An adult pig with sarcoptic mange. Photo courtesy of Dr. Lisle George.
Sarcoptic mange is a parasitic skin disease that is highly contagious and common among pet pigs. It is particularly prevalent in new pet pigs who formerly lived with other pigs.
What Causes Sarcoptic Mange?
A mite called Sarcoptes scabiei var. suis causes it in pigs. These mites dig into and feed on the pig’s skin, causing irritation, itching and a range of other symptoms. The mites mate and lay eggs in the pig’s skin, allowing them to grow rapidly and continue causing signs.
Sarcoptic mange may be transmitted among pigs through direct skin-to-skin contact, or contact with contaminated surfaces such as bedding.
Signs of sarcoptic mange include:
- Flaking skin
- Thickened and crusty skin (mainly on front legs, ears and torso)
- Scrapes and scabs on skin
- Red lumps on skin
- Hair loss
- Weight loss
- Mild fever
Juvenile pig with sarcoptic mange. Photo courtesy of Dr. Lisle George
Generally, it takes about 2-3 weeks for many of these symptoms to emerge at full strength.

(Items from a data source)
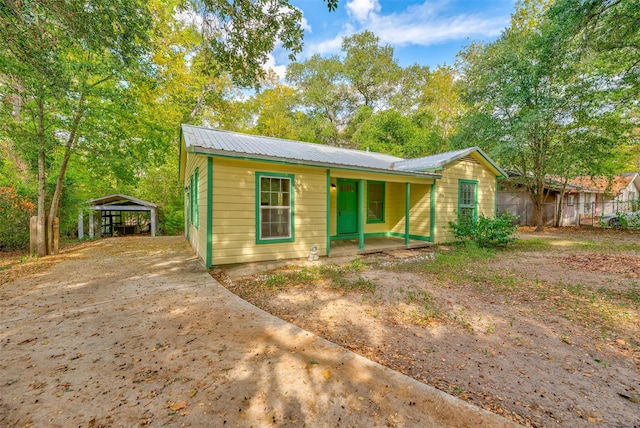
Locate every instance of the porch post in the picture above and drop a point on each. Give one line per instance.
(361, 213)
(407, 209)
(80, 225)
(432, 212)
(328, 219)
(91, 225)
(153, 222)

- _Brief A_:
List every sign of sarcoptic mange that the sarcoptic mange text gives.
- _Brief B_:
Please print the part of the sarcoptic mange text that opens with the words containing "Sarcoptic mange is" and closes with "such as bedding.".

- _Reply A_:
- Flaking skin
- Thickened and crusty skin (mainly on front legs, ears and torso)
- Scrapes and scabs on skin
- Red lumps on skin
- Hair loss
- Weight loss
- Mild fever

- _Reply B_:
Sarcoptic mange is a parasitic skin disease that is highly contagious and common among pet pigs. It is particularly prevalent in new pet pigs who formerly lived with other pigs.
What Causes Sarcoptic Mange?
A mite called Sarcoptes scabiei var. suis causes it in pigs. These mites dig into and feed on the pig’s skin, causing irritation, itching and a range of other symptoms. The mites mate and lay eggs in the pig’s skin, allowing them to grow rapidly and continue causing signs.
Sarcoptic mange may be transmitted among pigs through direct skin-to-skin contact, or contact with contaminated surfaces such as bedding.